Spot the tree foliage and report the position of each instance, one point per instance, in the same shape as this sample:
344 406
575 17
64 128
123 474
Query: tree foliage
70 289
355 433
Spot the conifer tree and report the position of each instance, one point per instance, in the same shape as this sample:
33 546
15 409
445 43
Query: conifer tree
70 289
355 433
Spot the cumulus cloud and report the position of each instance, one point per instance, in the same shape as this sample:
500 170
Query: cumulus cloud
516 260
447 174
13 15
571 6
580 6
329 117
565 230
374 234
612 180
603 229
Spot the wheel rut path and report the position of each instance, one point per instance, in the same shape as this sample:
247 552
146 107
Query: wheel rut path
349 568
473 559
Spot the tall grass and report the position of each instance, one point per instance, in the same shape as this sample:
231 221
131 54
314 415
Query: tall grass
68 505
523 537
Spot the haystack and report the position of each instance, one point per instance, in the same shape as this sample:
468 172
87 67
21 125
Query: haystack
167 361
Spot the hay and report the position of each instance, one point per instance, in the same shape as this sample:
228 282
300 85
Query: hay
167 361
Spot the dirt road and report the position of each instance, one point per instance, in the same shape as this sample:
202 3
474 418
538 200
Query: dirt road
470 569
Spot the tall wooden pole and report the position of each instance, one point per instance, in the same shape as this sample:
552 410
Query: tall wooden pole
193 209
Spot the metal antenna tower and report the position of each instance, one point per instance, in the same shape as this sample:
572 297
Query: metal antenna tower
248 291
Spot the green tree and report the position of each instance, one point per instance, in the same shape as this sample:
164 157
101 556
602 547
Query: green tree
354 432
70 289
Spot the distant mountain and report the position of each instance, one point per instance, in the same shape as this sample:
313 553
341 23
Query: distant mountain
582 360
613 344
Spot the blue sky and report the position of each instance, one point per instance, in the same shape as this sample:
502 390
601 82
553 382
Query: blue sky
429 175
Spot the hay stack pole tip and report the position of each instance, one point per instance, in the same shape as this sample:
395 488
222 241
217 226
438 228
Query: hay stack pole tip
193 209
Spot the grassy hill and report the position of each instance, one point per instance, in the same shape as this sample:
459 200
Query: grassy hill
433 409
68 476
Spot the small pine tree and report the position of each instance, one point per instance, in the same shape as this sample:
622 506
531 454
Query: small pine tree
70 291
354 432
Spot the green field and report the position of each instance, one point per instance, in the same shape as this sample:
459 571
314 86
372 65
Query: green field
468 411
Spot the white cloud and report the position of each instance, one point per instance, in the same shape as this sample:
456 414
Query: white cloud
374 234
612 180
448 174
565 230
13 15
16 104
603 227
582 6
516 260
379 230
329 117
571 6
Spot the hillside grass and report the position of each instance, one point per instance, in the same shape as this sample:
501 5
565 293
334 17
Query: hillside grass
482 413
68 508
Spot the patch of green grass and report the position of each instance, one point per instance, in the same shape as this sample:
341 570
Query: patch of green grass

(Task description) An exact copy of every record above is needed. Write it out word for word.

(Response below)
Spot the tree foliage and report the position of each instance, one point per instance, in the same shape as this sample:
344 406
575 17
64 128
123 474
Query: tree foliage
70 289
355 433
Spot the conifer tree and report the position of each instance, one point per instance, in the same shape as this sample:
33 546
15 409
445 43
Query: conifer tree
70 289
355 433
Spot the cumulus cloud and report the position of each instance, one point per instance, in the same shape as this sample:
500 170
Query: cumulus cloud
516 260
447 174
13 15
571 6
580 6
329 117
565 230
374 234
612 180
603 229
Spot the wheel rut path and report the position of each instance, one point per instance, in the same shape as this sample:
247 552
146 107
Query: wheel rut path
349 568
473 559
Spot the tall grass and report the position of each instance, one point per instance, in the same shape as this sample:
231 221
131 54
314 415
Query: tall grass
68 505
523 537
Spot the haystack and report the position of each instance, one point per instance, in the same shape as this sample:
468 172
87 67
21 125
Query: haystack
167 361
Spot the hay and report the position of each instance, one point per instance, in the same shape as this sample:
228 282
300 85
Query: hay
167 361
Spot the dirt road and report the position of each instance, one point per instance, in the same shape as this sample:
202 3
474 418
538 200
Query: dirt road
470 569
Spot the tall wooden pole and report the position of each instance, one point per instance, in the same shape as this sample:
552 410
Query: tall wooden pole
193 209
Spot the metal antenna tower and report the position of each instance, one point per instance, in the same shape as this sample:
572 297
Query: metal antenna tower
248 291
Spot the green tree and report the position of each instance, one point per instance, in the same shape as this sample:
164 157
101 556
602 547
Query: green tree
354 432
70 289
Spot the distant mountain and report the position of each instance, one point per instance, in the same shape as this sample:
313 553
341 23
Query: distant mountain
582 360
613 344
Spot the blue sky and report the position of each instance, one point per instance, in the same shape as this sample:
502 390
601 82
553 382
Query: blue sky
429 175
Spot the hay stack pole tip and report the position of each instance, one point per instance, in the same shape as this sample:
395 488
222 241
217 226
438 228
Query: hay stack pole tip
193 209
Spot the grassy hill and report the position of each instance, one point per instance, in the same shape as this sample:
459 200
Query: grassy hill
433 409
68 476
Spot the small pine tree and report the position of each instance, one point per instance, in the same shape as this sample:
622 506
531 454
Query: small pine tree
70 291
354 432
Spot the green field and report the position of each instance, one point per instance, in the same shape as this sample:
459 571
314 86
372 65
Query: green field
468 411
Spot the white cloud and report the position of each instance, one point per instance, in the same shape as this sample:
456 414
Query: white cloud
374 234
612 180
448 174
565 230
13 15
16 104
603 227
582 6
516 260
379 230
329 117
571 6
Spot the hillside grass and report the position of each instance, one point per instance, in the same shape as this sample:
501 5
565 293
334 17
Query: hillside grass
482 413
68 508
Spot the patch of green grass and report the position of each instance, one point per instance, in the same shape as this sample:
341 570
Query: patch of green grass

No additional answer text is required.